**Task statement**
Find the line containing "eye in this". Retype it and every line after it through the end of the entries, exactly as written, with nothing added.

>> start Recorded data

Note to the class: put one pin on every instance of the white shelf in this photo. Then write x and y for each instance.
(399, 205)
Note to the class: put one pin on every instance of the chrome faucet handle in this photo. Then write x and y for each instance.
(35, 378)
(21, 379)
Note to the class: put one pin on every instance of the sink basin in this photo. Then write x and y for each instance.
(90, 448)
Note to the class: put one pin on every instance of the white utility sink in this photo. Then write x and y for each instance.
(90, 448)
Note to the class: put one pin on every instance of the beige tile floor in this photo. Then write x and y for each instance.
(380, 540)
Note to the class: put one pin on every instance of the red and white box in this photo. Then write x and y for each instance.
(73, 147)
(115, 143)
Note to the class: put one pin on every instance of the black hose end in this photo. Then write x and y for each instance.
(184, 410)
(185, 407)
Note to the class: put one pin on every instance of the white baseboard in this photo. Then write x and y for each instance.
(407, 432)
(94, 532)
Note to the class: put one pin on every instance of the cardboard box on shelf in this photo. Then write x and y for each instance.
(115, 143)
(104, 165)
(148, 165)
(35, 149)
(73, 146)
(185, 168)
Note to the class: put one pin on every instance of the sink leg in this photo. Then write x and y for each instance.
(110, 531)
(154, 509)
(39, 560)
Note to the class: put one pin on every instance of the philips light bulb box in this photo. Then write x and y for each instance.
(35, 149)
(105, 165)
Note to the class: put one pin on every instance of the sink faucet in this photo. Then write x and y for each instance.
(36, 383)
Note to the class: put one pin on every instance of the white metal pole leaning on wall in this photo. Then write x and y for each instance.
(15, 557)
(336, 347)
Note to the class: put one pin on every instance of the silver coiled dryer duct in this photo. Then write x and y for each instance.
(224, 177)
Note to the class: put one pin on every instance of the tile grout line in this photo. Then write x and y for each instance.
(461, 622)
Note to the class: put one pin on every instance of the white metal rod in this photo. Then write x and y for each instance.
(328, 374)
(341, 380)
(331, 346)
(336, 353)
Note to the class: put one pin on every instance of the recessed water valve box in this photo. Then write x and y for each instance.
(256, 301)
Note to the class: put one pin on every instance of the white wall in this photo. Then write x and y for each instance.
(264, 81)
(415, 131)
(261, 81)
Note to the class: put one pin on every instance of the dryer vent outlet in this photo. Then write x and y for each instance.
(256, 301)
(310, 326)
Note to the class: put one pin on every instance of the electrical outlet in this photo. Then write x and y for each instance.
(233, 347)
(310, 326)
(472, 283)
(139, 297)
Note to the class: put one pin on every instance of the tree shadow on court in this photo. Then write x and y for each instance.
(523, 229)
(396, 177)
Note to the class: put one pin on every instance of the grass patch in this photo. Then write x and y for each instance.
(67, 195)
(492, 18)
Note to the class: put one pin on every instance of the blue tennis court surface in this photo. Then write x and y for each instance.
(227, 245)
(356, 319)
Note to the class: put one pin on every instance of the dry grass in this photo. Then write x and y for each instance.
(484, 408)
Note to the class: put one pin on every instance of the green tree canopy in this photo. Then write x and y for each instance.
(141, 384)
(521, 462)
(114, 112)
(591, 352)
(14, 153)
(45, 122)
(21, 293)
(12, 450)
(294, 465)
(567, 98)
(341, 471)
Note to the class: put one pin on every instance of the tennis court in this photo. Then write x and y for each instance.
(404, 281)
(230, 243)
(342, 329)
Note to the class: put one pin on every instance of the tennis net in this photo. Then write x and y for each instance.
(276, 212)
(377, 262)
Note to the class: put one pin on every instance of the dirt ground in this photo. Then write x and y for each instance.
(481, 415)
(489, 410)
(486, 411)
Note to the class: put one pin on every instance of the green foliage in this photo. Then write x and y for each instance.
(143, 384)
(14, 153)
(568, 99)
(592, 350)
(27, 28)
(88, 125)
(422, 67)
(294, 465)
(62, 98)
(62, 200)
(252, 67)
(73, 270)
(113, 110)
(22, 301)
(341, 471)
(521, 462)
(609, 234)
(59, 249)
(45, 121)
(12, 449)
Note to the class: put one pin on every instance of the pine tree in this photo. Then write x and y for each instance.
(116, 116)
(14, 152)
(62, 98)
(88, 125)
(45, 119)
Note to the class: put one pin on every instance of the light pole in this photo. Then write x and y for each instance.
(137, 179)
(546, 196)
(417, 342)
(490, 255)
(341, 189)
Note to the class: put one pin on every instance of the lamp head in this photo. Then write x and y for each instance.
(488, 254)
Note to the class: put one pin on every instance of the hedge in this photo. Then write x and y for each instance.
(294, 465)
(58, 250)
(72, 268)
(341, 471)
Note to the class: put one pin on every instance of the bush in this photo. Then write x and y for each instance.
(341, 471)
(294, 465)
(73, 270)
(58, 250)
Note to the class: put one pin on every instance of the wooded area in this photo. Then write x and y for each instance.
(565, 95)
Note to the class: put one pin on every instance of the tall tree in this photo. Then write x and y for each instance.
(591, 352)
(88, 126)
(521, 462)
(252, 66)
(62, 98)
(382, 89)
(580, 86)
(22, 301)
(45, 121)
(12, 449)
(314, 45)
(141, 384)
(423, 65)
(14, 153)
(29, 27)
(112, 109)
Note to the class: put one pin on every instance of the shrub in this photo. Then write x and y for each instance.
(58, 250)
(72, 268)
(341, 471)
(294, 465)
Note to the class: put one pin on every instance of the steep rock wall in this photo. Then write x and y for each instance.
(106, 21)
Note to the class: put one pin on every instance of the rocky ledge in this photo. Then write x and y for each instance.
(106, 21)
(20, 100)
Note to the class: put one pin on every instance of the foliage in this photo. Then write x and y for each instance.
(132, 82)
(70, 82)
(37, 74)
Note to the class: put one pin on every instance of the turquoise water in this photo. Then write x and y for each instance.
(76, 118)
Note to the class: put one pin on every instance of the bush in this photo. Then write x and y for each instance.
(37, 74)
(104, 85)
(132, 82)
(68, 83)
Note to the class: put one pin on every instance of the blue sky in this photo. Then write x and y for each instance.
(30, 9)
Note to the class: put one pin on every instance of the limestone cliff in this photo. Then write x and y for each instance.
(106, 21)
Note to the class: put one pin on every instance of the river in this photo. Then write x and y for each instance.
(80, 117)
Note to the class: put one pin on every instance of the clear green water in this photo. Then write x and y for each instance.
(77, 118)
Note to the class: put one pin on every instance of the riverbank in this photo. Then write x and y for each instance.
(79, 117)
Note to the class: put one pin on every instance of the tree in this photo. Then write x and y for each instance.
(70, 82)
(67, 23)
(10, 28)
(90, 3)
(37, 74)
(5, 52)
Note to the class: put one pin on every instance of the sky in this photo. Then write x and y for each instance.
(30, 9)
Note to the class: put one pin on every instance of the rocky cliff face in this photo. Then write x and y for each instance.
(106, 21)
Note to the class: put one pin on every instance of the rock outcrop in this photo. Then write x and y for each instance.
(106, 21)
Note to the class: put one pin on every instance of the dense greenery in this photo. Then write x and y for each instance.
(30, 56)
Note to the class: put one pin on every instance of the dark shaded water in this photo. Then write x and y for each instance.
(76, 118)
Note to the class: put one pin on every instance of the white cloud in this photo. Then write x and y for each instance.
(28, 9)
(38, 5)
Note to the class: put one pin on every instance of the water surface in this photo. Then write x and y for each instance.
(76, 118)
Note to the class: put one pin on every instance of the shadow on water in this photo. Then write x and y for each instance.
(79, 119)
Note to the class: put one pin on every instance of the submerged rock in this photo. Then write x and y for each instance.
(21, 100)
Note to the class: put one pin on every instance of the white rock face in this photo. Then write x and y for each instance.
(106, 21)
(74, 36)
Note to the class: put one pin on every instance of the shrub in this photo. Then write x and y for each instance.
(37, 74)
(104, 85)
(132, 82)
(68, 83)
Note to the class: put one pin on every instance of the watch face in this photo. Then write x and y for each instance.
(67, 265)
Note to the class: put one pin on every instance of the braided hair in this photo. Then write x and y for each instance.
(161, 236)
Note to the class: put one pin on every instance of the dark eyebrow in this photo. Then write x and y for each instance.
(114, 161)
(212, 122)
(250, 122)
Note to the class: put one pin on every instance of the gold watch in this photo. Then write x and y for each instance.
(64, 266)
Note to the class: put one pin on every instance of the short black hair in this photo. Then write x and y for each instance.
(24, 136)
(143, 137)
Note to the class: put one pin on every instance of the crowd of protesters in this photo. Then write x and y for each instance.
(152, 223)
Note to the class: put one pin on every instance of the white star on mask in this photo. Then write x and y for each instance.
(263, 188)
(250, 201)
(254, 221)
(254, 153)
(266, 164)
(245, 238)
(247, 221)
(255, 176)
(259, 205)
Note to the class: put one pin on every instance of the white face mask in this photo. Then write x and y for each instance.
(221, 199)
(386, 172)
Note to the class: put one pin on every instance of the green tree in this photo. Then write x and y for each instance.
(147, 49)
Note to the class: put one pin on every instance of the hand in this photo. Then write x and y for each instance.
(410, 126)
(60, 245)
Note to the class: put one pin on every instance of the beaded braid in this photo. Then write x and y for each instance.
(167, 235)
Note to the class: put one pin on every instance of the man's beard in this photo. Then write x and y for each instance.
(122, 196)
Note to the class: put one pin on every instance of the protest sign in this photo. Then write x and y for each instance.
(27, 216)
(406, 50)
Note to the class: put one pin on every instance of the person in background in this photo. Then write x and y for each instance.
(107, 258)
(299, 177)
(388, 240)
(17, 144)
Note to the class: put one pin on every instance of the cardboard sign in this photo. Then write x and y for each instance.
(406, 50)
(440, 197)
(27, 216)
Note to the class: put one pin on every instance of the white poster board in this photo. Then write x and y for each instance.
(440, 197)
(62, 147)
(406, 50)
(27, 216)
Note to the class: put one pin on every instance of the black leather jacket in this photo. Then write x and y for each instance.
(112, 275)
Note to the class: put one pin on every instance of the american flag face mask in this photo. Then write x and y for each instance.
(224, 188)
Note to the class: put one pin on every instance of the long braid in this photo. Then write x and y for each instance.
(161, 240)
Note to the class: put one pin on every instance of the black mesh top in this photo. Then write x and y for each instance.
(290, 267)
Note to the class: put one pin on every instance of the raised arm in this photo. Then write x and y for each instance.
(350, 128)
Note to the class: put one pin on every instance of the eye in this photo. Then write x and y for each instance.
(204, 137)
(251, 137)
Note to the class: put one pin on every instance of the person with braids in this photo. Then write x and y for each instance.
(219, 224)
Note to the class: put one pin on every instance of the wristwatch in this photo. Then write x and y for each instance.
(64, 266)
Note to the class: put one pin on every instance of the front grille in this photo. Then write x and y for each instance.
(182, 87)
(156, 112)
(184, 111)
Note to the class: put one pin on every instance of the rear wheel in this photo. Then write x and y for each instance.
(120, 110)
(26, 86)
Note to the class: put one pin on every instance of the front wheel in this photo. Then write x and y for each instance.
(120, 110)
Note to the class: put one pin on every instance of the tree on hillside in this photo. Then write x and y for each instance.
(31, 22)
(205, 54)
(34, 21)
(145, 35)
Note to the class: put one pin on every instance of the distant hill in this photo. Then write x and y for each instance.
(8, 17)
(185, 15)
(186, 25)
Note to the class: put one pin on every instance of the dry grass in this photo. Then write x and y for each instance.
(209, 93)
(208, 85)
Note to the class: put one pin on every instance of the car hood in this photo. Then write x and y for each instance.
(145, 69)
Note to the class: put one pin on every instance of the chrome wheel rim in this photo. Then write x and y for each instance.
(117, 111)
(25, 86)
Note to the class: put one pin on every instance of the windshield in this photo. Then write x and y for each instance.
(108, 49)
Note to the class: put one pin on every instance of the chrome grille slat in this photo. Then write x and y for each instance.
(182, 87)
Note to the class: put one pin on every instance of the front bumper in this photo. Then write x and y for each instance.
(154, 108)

>> end Recorded data

**Written solution**
Note to the class: put one pin on every instance of the eye in this photo. Then write x and y for each instance.
(204, 137)
(251, 137)
Note to the class: put one pin on every instance of the person with braids in this photo. Then write x and y for each instance.
(219, 224)
Note to the class: put one pin on every instance of the wristwatch in this photo. Then write x and y for each instance.
(64, 266)
Note to the class: put one pin on every instance of the front grille in this photo. Then write x and y for each instance.
(182, 87)
(156, 112)
(184, 111)
Note to the class: put one pin on every instance of the rear wheel in this photo. Then write x and y for each instance.
(120, 110)
(26, 86)
Note to the class: put one pin on every instance of the front wheel in this photo. Then write x and y for each instance.
(120, 110)
Note to the class: put one pin on every instance of the tree on hillside in this photo. Then write x and y for each instance.
(31, 22)
(205, 54)
(34, 21)
(145, 35)
Note to the class: put one pin on every instance of the distant hill in this photo. Then write x and y for each instance.
(8, 17)
(185, 15)
(186, 25)
Note to the class: put one pin on every instance of the dry grass in this photo. Then write x and y for each instance.
(209, 93)
(208, 85)
Note to the class: put one pin on every instance of the car hood in this photo. Then write x and y for each instance.
(145, 69)
Note to the class: put one pin on every instance of the chrome wheel rim in this photo. Then write x and y for each instance.
(117, 111)
(25, 86)
Note to the class: put one pin on every instance of the windshield in this photo. Then write x and y for each instance.
(108, 49)
Note to the class: put one pin on every instance of the chrome grille slat in this photo. Then write x and y for each instance.
(182, 87)
Note to the class: put one pin on every instance of the front bumper in this photo. Then write x and y for each instance.
(154, 108)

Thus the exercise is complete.